GOAL
Pick out each line in the listing below that contains the string "blue".

DATA RECORDS

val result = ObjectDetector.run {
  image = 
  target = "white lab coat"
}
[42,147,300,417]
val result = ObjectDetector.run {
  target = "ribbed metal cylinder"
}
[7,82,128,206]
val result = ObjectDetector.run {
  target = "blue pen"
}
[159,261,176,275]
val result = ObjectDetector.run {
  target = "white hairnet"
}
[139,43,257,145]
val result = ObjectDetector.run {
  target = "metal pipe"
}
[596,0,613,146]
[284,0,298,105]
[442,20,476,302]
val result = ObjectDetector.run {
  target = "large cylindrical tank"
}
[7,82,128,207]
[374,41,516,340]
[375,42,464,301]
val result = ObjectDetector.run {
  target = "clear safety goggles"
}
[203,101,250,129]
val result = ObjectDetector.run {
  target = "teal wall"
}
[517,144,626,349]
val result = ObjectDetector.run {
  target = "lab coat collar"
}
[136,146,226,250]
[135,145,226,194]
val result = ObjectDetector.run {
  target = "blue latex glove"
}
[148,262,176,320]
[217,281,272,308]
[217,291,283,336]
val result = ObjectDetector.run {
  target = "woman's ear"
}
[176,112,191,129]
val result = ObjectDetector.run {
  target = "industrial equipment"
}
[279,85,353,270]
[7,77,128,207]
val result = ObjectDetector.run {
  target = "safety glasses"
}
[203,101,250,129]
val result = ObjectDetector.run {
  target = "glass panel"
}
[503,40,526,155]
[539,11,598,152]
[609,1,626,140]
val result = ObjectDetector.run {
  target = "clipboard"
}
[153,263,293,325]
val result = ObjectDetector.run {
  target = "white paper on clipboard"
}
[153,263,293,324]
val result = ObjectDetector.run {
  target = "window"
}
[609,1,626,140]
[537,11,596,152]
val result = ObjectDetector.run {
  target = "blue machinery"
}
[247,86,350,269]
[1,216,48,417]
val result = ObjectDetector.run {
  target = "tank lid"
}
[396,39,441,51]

RESULT FOR THIS EXERCISE
  target = "blue pen"
  target = "blue latex glove"
  target = "blue machinery"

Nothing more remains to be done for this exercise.